_YOUR GOAL_: What is needed here is a verbatim copy of the records that follow.
(THE INPUT begins)
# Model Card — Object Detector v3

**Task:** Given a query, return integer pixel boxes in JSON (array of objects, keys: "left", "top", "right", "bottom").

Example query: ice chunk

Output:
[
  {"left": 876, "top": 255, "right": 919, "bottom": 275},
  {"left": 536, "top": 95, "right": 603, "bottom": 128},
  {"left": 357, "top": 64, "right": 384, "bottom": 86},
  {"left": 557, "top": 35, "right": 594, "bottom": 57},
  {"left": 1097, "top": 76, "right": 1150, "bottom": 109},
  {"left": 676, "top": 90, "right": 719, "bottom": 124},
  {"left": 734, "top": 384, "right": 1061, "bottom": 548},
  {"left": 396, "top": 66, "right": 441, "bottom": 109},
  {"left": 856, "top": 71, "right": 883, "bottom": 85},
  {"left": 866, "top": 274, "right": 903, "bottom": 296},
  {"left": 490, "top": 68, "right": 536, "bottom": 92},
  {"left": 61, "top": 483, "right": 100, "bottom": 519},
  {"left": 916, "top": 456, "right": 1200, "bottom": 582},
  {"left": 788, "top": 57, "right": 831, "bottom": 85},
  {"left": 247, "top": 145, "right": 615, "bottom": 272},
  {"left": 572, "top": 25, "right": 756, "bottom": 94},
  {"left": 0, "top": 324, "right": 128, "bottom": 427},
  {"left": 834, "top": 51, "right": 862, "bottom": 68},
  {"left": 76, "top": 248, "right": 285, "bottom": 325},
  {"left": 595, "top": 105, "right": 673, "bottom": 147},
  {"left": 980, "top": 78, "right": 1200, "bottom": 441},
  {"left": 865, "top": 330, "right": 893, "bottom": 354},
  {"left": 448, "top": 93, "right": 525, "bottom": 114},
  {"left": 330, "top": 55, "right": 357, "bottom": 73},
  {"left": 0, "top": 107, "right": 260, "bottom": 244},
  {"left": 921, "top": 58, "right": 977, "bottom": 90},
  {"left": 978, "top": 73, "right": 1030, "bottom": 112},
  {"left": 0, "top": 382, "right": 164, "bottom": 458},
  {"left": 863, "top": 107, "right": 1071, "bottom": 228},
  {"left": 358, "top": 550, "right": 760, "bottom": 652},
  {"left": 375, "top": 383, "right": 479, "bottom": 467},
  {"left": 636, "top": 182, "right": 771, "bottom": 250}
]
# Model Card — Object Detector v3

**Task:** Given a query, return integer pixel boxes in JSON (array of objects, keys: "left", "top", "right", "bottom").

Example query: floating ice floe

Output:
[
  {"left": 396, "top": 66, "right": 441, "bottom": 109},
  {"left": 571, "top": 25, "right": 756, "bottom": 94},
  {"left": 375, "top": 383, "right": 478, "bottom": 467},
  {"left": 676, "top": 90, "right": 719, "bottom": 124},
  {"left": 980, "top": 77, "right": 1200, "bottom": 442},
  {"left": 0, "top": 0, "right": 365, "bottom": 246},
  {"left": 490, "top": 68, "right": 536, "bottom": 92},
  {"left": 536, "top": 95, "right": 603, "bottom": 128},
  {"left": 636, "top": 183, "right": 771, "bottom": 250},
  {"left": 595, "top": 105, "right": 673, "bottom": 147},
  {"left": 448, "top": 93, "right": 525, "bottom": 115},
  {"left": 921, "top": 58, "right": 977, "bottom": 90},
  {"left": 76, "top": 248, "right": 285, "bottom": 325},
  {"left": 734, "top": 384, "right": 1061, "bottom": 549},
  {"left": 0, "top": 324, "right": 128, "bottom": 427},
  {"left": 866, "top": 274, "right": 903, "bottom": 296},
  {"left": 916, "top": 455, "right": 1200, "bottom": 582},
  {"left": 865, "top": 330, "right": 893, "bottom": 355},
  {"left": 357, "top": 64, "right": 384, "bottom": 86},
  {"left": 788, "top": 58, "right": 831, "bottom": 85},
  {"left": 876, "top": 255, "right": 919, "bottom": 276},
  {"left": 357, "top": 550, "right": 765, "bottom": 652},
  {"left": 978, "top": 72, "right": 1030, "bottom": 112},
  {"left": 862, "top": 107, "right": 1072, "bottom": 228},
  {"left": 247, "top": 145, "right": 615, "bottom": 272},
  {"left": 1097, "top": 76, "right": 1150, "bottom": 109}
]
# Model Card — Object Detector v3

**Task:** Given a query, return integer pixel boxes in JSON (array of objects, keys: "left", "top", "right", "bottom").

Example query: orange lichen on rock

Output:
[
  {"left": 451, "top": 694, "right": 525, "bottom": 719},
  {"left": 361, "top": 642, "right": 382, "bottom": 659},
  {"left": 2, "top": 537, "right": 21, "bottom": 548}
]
(THE INPUT ends)
_REPLY_:
# Model Card — Object Detector v3

**Task:** Given a query, return integer pixel boxes in JSON (array of objects, keys: "left", "top", "right", "bottom").

Example query: ice chunk

Output:
[
  {"left": 876, "top": 255, "right": 919, "bottom": 275},
  {"left": 536, "top": 95, "right": 603, "bottom": 128},
  {"left": 357, "top": 64, "right": 384, "bottom": 86},
  {"left": 557, "top": 35, "right": 594, "bottom": 57},
  {"left": 1097, "top": 76, "right": 1150, "bottom": 109},
  {"left": 676, "top": 90, "right": 719, "bottom": 124},
  {"left": 734, "top": 384, "right": 1061, "bottom": 548},
  {"left": 396, "top": 66, "right": 441, "bottom": 109},
  {"left": 856, "top": 71, "right": 883, "bottom": 85},
  {"left": 866, "top": 274, "right": 903, "bottom": 296},
  {"left": 490, "top": 68, "right": 536, "bottom": 92},
  {"left": 61, "top": 483, "right": 100, "bottom": 519},
  {"left": 916, "top": 456, "right": 1200, "bottom": 582},
  {"left": 788, "top": 57, "right": 831, "bottom": 85},
  {"left": 247, "top": 145, "right": 615, "bottom": 272},
  {"left": 572, "top": 25, "right": 756, "bottom": 94},
  {"left": 0, "top": 324, "right": 128, "bottom": 427},
  {"left": 834, "top": 51, "right": 862, "bottom": 68},
  {"left": 76, "top": 248, "right": 285, "bottom": 325},
  {"left": 595, "top": 105, "right": 673, "bottom": 147},
  {"left": 980, "top": 78, "right": 1200, "bottom": 441},
  {"left": 865, "top": 330, "right": 893, "bottom": 354},
  {"left": 448, "top": 93, "right": 525, "bottom": 114},
  {"left": 330, "top": 55, "right": 357, "bottom": 73},
  {"left": 0, "top": 107, "right": 260, "bottom": 244},
  {"left": 921, "top": 58, "right": 977, "bottom": 90},
  {"left": 978, "top": 73, "right": 1030, "bottom": 112},
  {"left": 0, "top": 382, "right": 164, "bottom": 458},
  {"left": 863, "top": 107, "right": 1071, "bottom": 228},
  {"left": 358, "top": 550, "right": 760, "bottom": 652},
  {"left": 375, "top": 383, "right": 479, "bottom": 467},
  {"left": 636, "top": 182, "right": 771, "bottom": 250}
]
# Model Card — Object Detector v3

**Task:** Given a query, return integer pixel boxes in JSON (array of objects, keys: "left", "top", "right", "bottom").

Example query: floating ice floe

Output:
[
  {"left": 396, "top": 66, "right": 441, "bottom": 109},
  {"left": 571, "top": 25, "right": 756, "bottom": 94},
  {"left": 375, "top": 383, "right": 478, "bottom": 467},
  {"left": 676, "top": 90, "right": 719, "bottom": 124},
  {"left": 980, "top": 77, "right": 1200, "bottom": 442},
  {"left": 0, "top": 0, "right": 365, "bottom": 246},
  {"left": 490, "top": 68, "right": 536, "bottom": 92},
  {"left": 536, "top": 95, "right": 603, "bottom": 128},
  {"left": 636, "top": 183, "right": 771, "bottom": 250},
  {"left": 595, "top": 105, "right": 673, "bottom": 147},
  {"left": 448, "top": 93, "right": 525, "bottom": 115},
  {"left": 921, "top": 58, "right": 977, "bottom": 90},
  {"left": 76, "top": 248, "right": 285, "bottom": 325},
  {"left": 734, "top": 384, "right": 1061, "bottom": 549},
  {"left": 0, "top": 324, "right": 128, "bottom": 427},
  {"left": 866, "top": 274, "right": 903, "bottom": 296},
  {"left": 916, "top": 455, "right": 1200, "bottom": 582},
  {"left": 865, "top": 330, "right": 893, "bottom": 355},
  {"left": 357, "top": 64, "right": 384, "bottom": 86},
  {"left": 788, "top": 58, "right": 831, "bottom": 85},
  {"left": 876, "top": 255, "right": 919, "bottom": 276},
  {"left": 357, "top": 550, "right": 765, "bottom": 652},
  {"left": 978, "top": 72, "right": 1030, "bottom": 112},
  {"left": 862, "top": 107, "right": 1072, "bottom": 228},
  {"left": 247, "top": 145, "right": 615, "bottom": 272},
  {"left": 1097, "top": 76, "right": 1150, "bottom": 109}
]
# Model Card — Object Detector v3

**Task:** Given a query, return integer pixel boxes in JSON (array of objects, keys: "left", "top", "right", "bottom").

Example query: orange lichen on rock

Output:
[
  {"left": 451, "top": 694, "right": 525, "bottom": 719},
  {"left": 361, "top": 642, "right": 382, "bottom": 659},
  {"left": 2, "top": 537, "right": 21, "bottom": 548}
]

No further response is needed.